▶ Passage to read:
Steven Muenzer

My parents were born in Germany, married, and immigrated to the United States as 1939 came to an end. World War II had already started when they left Holland on the last boat—the Rotterdam. They managed to escape—aided by an aunt living in New York—what so many didn’t, couldn’t.

The genesis of "Farewell Berlin" was an exploration of what their life must have been like, what they experienced and endured, as the Republic died and the Third Reich rose to power. While not their specific story, some family lore was thrown into the mix. "Farewell Berlin" was his first book. I practiced law for thirty years and lives in St. Paul, MN with my wife Jeanne Scott, a psychologist in private practice.

Why write a book? I always wanted to, but never found the time. Retirement eliminated that excuse. I spent four years writing and editing "Farewell Berlin", a historical novel, a work of fiction.

Why this topic? I was always interested in the interwar period, the deadly calm between two devastating wars. Democracy was in its infancy in Europe and there was so much creativity—Berlin was a center of culture: music, art, literature, cinema, and the sciences. And Jews were in the forefront.

Germany was my parent’s world, but unfamiliar to me. My father was born in Berlin, my mother in Zwickau in Saxony. They married in Berlin, leaving in 1939, on the last boat out of Rotterdam. My father was 29, my mother 26. They survived—most of my father’s large family didn’t; my mother’s family immigrated to Palestine. My parents didn’t come from someplace familiar, the Minneapolis north side or Chicago, places I know or could know.

▶ Task instructions: Pick up the author's note about "Farewell Berlin" after its last sentence and carry it forward.

▶ Data excerpts:
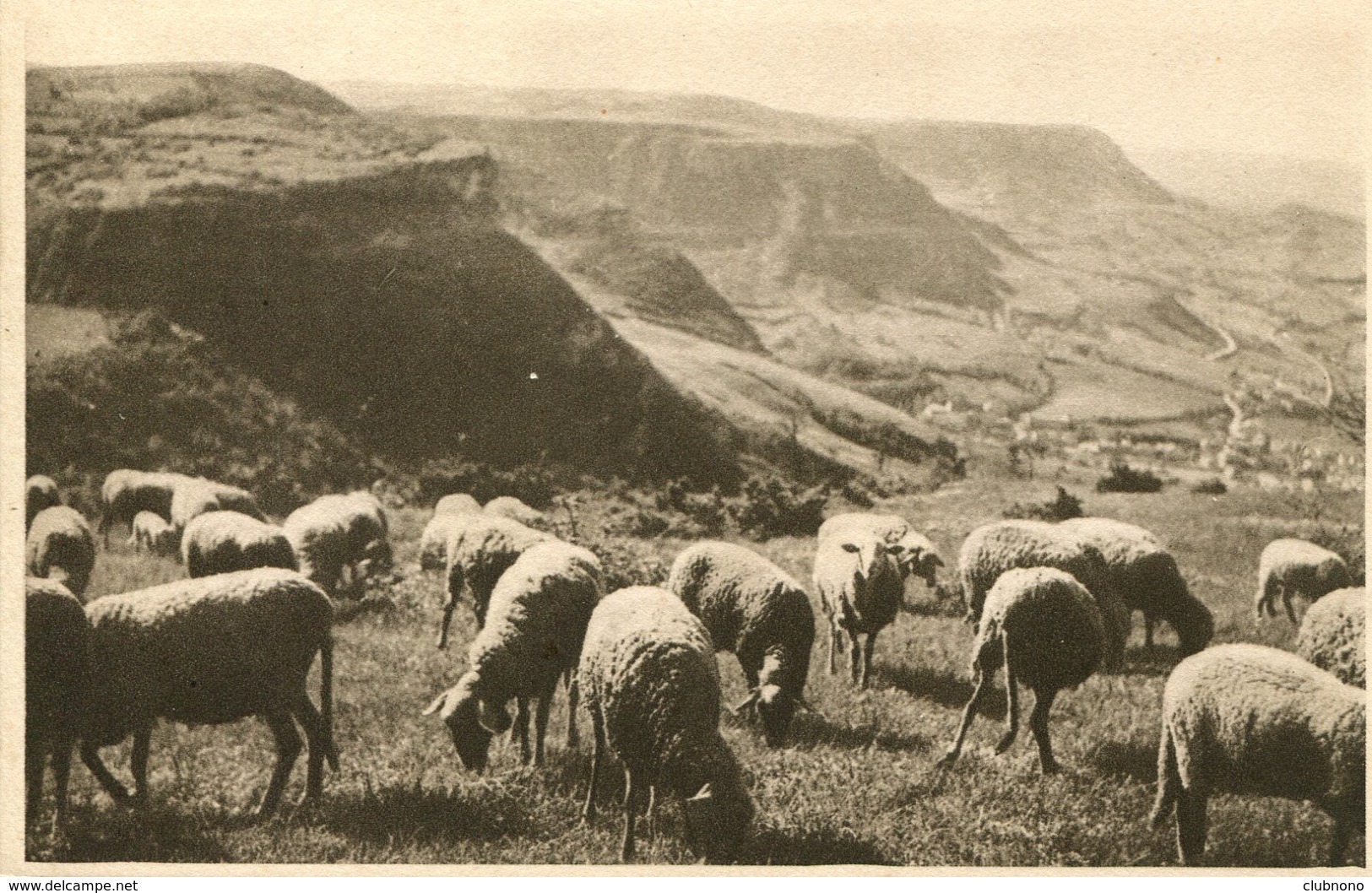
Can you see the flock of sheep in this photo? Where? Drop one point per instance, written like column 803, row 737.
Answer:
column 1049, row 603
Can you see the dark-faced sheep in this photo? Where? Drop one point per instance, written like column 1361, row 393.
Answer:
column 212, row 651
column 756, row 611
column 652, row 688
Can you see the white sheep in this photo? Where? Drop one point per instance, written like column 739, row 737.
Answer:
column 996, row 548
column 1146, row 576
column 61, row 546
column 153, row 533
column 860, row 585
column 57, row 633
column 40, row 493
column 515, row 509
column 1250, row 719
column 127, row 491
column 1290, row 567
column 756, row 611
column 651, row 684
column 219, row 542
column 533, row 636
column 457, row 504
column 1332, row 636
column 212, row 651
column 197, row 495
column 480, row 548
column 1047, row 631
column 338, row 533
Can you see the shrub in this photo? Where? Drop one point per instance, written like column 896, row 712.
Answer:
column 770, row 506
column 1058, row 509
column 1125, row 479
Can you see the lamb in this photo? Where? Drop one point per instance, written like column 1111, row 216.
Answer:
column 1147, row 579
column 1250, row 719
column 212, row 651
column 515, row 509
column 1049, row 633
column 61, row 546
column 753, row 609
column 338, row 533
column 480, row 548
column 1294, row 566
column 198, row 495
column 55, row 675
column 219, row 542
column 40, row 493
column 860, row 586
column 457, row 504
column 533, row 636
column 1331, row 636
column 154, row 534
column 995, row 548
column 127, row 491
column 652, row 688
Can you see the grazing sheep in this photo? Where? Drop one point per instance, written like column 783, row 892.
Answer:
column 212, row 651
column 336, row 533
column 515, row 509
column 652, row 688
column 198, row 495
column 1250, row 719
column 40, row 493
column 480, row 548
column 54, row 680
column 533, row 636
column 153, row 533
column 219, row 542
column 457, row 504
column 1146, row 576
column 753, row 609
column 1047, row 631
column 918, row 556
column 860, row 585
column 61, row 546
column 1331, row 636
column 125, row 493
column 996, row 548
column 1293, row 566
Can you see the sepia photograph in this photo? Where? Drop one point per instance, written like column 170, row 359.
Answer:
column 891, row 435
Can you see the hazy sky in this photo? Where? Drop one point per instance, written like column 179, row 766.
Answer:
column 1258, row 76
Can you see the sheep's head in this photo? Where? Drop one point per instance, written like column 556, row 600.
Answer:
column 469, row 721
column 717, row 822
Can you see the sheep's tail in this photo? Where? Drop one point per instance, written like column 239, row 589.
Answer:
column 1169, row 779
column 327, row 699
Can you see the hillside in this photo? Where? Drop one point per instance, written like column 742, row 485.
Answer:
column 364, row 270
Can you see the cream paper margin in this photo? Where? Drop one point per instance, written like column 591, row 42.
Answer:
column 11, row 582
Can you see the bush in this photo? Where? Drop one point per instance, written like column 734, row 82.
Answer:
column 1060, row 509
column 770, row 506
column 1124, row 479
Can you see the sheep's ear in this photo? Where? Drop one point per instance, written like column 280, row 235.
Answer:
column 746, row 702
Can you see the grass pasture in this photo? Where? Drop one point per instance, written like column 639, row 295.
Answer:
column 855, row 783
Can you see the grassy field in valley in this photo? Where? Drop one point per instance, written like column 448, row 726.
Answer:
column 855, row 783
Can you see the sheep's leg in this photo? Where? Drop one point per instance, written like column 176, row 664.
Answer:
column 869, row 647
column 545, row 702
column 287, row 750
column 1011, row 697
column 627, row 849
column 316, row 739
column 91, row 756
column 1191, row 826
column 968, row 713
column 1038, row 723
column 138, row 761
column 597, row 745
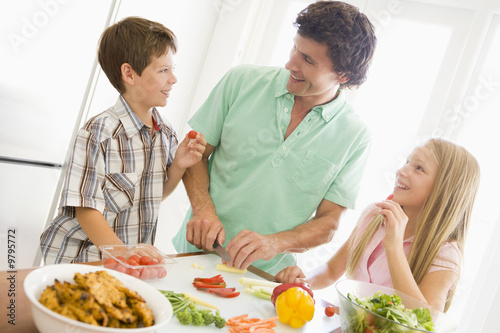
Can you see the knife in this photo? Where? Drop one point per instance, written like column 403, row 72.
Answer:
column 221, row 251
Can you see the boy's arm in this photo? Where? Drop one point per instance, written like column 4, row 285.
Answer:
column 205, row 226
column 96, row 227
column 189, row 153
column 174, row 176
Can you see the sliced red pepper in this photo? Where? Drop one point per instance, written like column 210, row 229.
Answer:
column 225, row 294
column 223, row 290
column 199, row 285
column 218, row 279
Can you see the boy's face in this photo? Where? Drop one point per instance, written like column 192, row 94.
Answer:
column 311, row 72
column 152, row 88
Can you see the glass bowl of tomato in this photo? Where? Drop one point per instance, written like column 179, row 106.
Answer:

▶ Task result:
I set out to understand their world, the everyday indignities, what they must have endured from 1933 to 1939. I wanted to feel what they felt. That probed to be a difficult task, but I tried. It was at times depressing, but satisfying for moments I felt part of their world: the small and not so small indignities, the legal prohibitions, the attacks, and shattered relationships. That history is well documented, so I rooted around, researched, and read.

My parents wouldn’t talk about it and as a kid I didn’t ask. Sure, there were a few stories; and several are in the book. By then I had endless questions, but both my parent had died. So armed with those few stories; a slim memoir of escape by a relative, Herman Mahlerman called The Fugitive; and an imagination, I started writing.

I created Sonny, a young man the same age as my father, born in 1909, 23 years old when Hitler came to power in January 1933. He’s not my father—"Farewell Berlin" is not a family memoir. I imagined a Berlin in the 1930’s, the end of the Republic, the rise and consolidation of the Third Reich and filled it with fictional people. "Farewell Berlin" is a story of Sonny’s maturation: from a guy who did a little of this, a little of that to something much bigger. "Farewell Berlin" ends in the weeks after "Kristalnacht" in December 1938.

"Rest at Journey's End" picks up the story in 1939 as Europe is ready to plunge into the second conflagration in a generation and continues to the end of World War II. The action takes place in occupied France and neutral Portugal.

Both novels are adventure stories: in part a love story, at times heartbreaking, full of interesting characters, and full of action!